Can you convert all of the data below into a Markdown table with the columns "Row" and "Line", numbering each line and leaving out any blank lines?
*** Data lines ***
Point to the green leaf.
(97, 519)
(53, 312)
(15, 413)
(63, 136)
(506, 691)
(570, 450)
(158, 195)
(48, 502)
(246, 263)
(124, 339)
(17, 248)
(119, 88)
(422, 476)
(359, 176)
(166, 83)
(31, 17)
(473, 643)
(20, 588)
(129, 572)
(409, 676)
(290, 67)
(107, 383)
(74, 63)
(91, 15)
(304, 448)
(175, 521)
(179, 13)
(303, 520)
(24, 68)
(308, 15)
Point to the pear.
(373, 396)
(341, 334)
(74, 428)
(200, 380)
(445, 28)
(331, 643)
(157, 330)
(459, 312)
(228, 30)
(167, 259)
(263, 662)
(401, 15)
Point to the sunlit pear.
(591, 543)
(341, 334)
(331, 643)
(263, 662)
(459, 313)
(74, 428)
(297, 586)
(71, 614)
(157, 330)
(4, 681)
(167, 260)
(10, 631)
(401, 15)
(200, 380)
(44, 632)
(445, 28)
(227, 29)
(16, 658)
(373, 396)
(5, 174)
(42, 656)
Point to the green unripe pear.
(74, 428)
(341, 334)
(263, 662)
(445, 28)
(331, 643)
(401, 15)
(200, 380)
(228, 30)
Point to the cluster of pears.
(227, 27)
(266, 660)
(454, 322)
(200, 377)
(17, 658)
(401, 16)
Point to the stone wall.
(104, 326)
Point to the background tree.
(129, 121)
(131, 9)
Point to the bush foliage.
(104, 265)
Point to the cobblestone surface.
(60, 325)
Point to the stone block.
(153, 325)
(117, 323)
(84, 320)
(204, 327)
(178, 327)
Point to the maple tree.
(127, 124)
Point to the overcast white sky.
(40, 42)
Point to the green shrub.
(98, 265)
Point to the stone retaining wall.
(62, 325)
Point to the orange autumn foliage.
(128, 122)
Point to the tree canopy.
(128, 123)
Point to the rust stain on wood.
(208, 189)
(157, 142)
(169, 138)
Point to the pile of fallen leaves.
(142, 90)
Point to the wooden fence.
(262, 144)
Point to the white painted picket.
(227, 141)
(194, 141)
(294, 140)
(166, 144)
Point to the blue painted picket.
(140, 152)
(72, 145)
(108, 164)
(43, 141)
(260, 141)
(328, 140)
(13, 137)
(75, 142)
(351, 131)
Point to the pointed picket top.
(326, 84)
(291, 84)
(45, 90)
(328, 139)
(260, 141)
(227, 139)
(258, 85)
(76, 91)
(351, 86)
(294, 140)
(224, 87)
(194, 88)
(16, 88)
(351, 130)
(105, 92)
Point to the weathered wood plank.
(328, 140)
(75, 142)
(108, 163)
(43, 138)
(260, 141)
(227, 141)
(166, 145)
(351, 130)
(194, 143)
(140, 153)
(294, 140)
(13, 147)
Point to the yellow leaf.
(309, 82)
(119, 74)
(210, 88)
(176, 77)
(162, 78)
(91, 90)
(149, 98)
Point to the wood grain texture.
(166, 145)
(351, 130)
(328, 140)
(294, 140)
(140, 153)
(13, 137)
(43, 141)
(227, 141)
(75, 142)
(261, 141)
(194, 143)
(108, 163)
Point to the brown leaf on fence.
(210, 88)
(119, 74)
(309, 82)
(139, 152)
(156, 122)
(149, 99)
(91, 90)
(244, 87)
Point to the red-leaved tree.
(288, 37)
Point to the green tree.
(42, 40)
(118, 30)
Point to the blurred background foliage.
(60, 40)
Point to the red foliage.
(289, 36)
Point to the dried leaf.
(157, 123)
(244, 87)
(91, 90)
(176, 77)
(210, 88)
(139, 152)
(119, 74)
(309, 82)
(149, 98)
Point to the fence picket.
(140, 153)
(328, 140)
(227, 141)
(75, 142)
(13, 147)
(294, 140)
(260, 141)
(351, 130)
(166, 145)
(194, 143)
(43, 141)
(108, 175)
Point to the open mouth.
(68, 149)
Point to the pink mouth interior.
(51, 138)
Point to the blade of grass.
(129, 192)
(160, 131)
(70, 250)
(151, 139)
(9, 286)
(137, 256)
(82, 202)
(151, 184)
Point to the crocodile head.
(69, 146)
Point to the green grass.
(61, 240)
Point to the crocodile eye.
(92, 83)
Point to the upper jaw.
***
— Finished task —
| Row | Line |
|---|---|
| 1 | Point to the green leaf. |
| 2 | (97, 519) |
| 3 | (53, 312) |
| 4 | (15, 413) |
| 5 | (63, 136) |
| 6 | (506, 691) |
| 7 | (570, 450) |
| 8 | (158, 195) |
| 9 | (48, 502) |
| 10 | (246, 263) |
| 11 | (124, 339) |
| 12 | (17, 248) |
| 13 | (119, 88) |
| 14 | (422, 476) |
| 15 | (359, 176) |
| 16 | (166, 83) |
| 17 | (31, 17) |
| 18 | (473, 643) |
| 19 | (20, 588) |
| 20 | (129, 572) |
| 21 | (409, 676) |
| 22 | (290, 67) |
| 23 | (107, 383) |
| 24 | (74, 63) |
| 25 | (91, 15) |
| 26 | (304, 448) |
| 27 | (175, 521) |
| 28 | (179, 13) |
| 29 | (303, 520) |
| 30 | (24, 68) |
| 31 | (308, 15) |
| 32 | Point to the pear. |
| 33 | (373, 396) |
| 34 | (341, 334) |
| 35 | (74, 428) |
| 36 | (200, 380) |
| 37 | (445, 28) |
| 38 | (331, 643) |
| 39 | (157, 330) |
| 40 | (459, 312) |
| 41 | (228, 30) |
| 42 | (167, 259) |
| 43 | (263, 662) |
| 44 | (401, 15) |
| 45 | Point to the sunlit pear. |
| 46 | (591, 543) |
| 47 | (341, 334) |
| 48 | (331, 643) |
| 49 | (263, 662) |
| 50 | (459, 313) |
| 51 | (74, 428) |
| 52 | (297, 586) |
| 53 | (71, 614) |
| 54 | (157, 330) |
| 55 | (4, 681) |
| 56 | (167, 260) |
| 57 | (10, 631) |
| 58 | (401, 15) |
| 59 | (200, 380) |
| 60 | (44, 632) |
| 61 | (445, 28) |
| 62 | (227, 29) |
| 63 | (16, 658) |
| 64 | (373, 396) |
| 65 | (5, 174) |
| 66 | (42, 656) |
| 67 | Point to the green unripe pear. |
| 68 | (74, 428) |
| 69 | (341, 334) |
| 70 | (263, 662) |
| 71 | (445, 28) |
| 72 | (331, 643) |
| 73 | (401, 15) |
| 74 | (200, 380) |
| 75 | (228, 30) |
| 76 | Point to the cluster of pears. |
| 77 | (227, 27) |
| 78 | (266, 660) |
| 79 | (454, 322) |
| 80 | (200, 377) |
| 81 | (17, 658) |
| 82 | (401, 16) |
| 83 | Point to the stone wall. |
| 84 | (104, 326) |
| 85 | Point to the background tree. |
| 86 | (129, 121) |
| 87 | (131, 9) |
| 88 | Point to the bush foliage. |
| 89 | (104, 265) |
| 90 | Point to the cobblestone surface. |
| 91 | (60, 325) |
| 92 | Point to the stone block. |
| 93 | (153, 325) |
| 94 | (117, 323) |
| 95 | (84, 320) |
| 96 | (204, 327) |
| 97 | (178, 327) |
| 98 | Point to the maple tree. |
| 99 | (127, 124) |
| 100 | Point to the overcast white sky. |
| 101 | (40, 42) |
| 102 | Point to the green shrub. |
| 103 | (98, 265) |
| 104 | Point to the stone retaining wall. |
| 105 | (62, 325) |
| 106 | Point to the orange autumn foliage. |
| 107 | (128, 122) |
| 108 | Point to the tree canopy. |
| 109 | (128, 123) |
| 110 | Point to the rust stain on wood. |
| 111 | (208, 189) |
| 112 | (157, 142) |
| 113 | (169, 138) |
| 114 | Point to the pile of fallen leaves. |
| 115 | (142, 90) |
| 116 | Point to the wooden fence. |
| 117 | (262, 144) |
| 118 | Point to the white painted picket. |
| 119 | (227, 141) |
| 120 | (194, 141) |
| 121 | (294, 140) |
| 122 | (166, 144) |
| 123 | Point to the blue painted picket. |
| 124 | (140, 152) |
| 125 | (72, 145) |
| 126 | (108, 164) |
| 127 | (43, 141) |
| 128 | (260, 141) |
| 129 | (328, 140) |
| 130 | (13, 137) |
| 131 | (75, 142) |
| 132 | (351, 131) |
| 133 | Point to the pointed picket top. |
| 134 | (326, 84) |
| 135 | (291, 84) |
| 136 | (45, 90) |
| 137 | (328, 139) |
| 138 | (260, 141) |
| 139 | (227, 139) |
| 140 | (258, 85) |
| 141 | (76, 91) |
| 142 | (351, 86) |
| 143 | (294, 140) |
| 144 | (224, 87) |
| 145 | (194, 88) |
| 146 | (16, 88) |
| 147 | (351, 130) |
| 148 | (105, 92) |
| 149 | Point to the weathered wood plank. |
| 150 | (328, 140) |
| 151 | (75, 142) |
| 152 | (108, 163) |
| 153 | (43, 138) |
| 154 | (260, 141) |
| 155 | (227, 141) |
| 156 | (166, 145) |
| 157 | (351, 130) |
| 158 | (194, 143) |
| 159 | (140, 153) |
| 160 | (294, 140) |
| 161 | (13, 147) |
| 162 | Point to the yellow leaf. |
| 163 | (309, 82) |
| 164 | (119, 74) |
| 165 | (210, 88) |
| 166 | (176, 77) |
| 167 | (162, 78) |
| 168 | (91, 90) |
| 169 | (149, 98) |
| 170 | Point to the wood grain texture. |
| 171 | (166, 145) |
| 172 | (351, 130) |
| 173 | (328, 140) |
| 174 | (294, 140) |
| 175 | (140, 153) |
| 176 | (13, 137) |
| 177 | (43, 141) |
| 178 | (227, 141) |
| 179 | (75, 142) |
| 180 | (261, 141) |
| 181 | (194, 143) |
| 182 | (108, 163) |
| 183 | Point to the brown leaf on fence. |
| 184 | (210, 88) |
| 185 | (119, 74) |
| 186 | (309, 82) |
| 187 | (139, 152) |
| 188 | (156, 122) |
| 189 | (149, 99) |
| 190 | (91, 90) |
| 191 | (244, 87) |
| 192 | Point to the red-leaved tree. |
| 193 | (288, 37) |
| 194 | Point to the green tree. |
| 195 | (42, 40) |
| 196 | (118, 30) |
| 197 | Point to the blurred background foliage. |
| 198 | (60, 40) |
| 199 | Point to the red foliage. |
| 200 | (289, 36) |
| 201 | Point to the dried leaf. |
| 202 | (157, 123) |
| 203 | (244, 87) |
| 204 | (91, 90) |
| 205 | (176, 77) |
| 206 | (210, 88) |
| 207 | (139, 152) |
| 208 | (119, 74) |
| 209 | (309, 82) |
| 210 | (149, 98) |
| 211 | Point to the fence picket. |
| 212 | (140, 153) |
| 213 | (328, 140) |
| 214 | (227, 141) |
| 215 | (75, 142) |
| 216 | (13, 147) |
| 217 | (294, 140) |
| 218 | (260, 141) |
| 219 | (351, 130) |
| 220 | (166, 145) |
| 221 | (194, 143) |
| 222 | (43, 141) |
| 223 | (108, 175) |
| 224 | Point to the open mouth. |
| 225 | (68, 149) |
| 226 | Point to the pink mouth interior. |
| 227 | (51, 138) |
| 228 | Point to the blade of grass. |
| 229 | (129, 192) |
| 230 | (160, 131) |
| 231 | (70, 250) |
| 232 | (151, 139) |
| 233 | (9, 286) |
| 234 | (137, 256) |
| 235 | (82, 202) |
| 236 | (151, 184) |
| 237 | Point to the crocodile head. |
| 238 | (69, 146) |
| 239 | Point to the green grass. |
| 240 | (61, 240) |
| 241 | Point to the crocodile eye. |
| 242 | (92, 83) |
| 243 | Point to the upper jaw. |